--- Assignment ---
For the data below, restate word for word only the lines from the line containing "Target: man's hand" through the line containing "Point to the spectator", both ends included.
(Material provided begins)
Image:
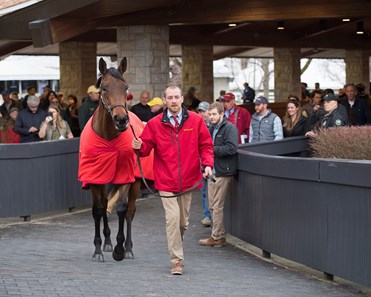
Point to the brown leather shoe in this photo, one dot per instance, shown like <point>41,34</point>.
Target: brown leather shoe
<point>213,242</point>
<point>177,269</point>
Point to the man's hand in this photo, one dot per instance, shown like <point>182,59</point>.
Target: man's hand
<point>33,130</point>
<point>136,143</point>
<point>310,134</point>
<point>208,172</point>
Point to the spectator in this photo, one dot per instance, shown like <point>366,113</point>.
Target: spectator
<point>14,96</point>
<point>129,101</point>
<point>182,144</point>
<point>293,123</point>
<point>357,109</point>
<point>8,104</point>
<point>190,100</point>
<point>265,125</point>
<point>7,134</point>
<point>225,138</point>
<point>62,104</point>
<point>238,116</point>
<point>29,120</point>
<point>44,98</point>
<point>31,91</point>
<point>221,96</point>
<point>73,114</point>
<point>88,106</point>
<point>305,95</point>
<point>248,94</point>
<point>156,105</point>
<point>54,127</point>
<point>202,110</point>
<point>334,116</point>
<point>314,106</point>
<point>363,96</point>
<point>141,109</point>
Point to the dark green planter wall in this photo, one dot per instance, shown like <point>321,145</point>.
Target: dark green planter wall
<point>313,211</point>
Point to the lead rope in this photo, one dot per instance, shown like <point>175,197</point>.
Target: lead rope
<point>145,182</point>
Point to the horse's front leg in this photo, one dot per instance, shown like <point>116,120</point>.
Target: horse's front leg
<point>118,253</point>
<point>99,212</point>
<point>133,194</point>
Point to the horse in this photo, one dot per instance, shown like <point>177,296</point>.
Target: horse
<point>106,157</point>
(Material provided ends)
--- Reply to the exercise ---
Target: man's hand
<point>33,130</point>
<point>136,143</point>
<point>310,134</point>
<point>208,172</point>
Point to the spectator in this photo, one dot per instance, shown like <point>366,113</point>.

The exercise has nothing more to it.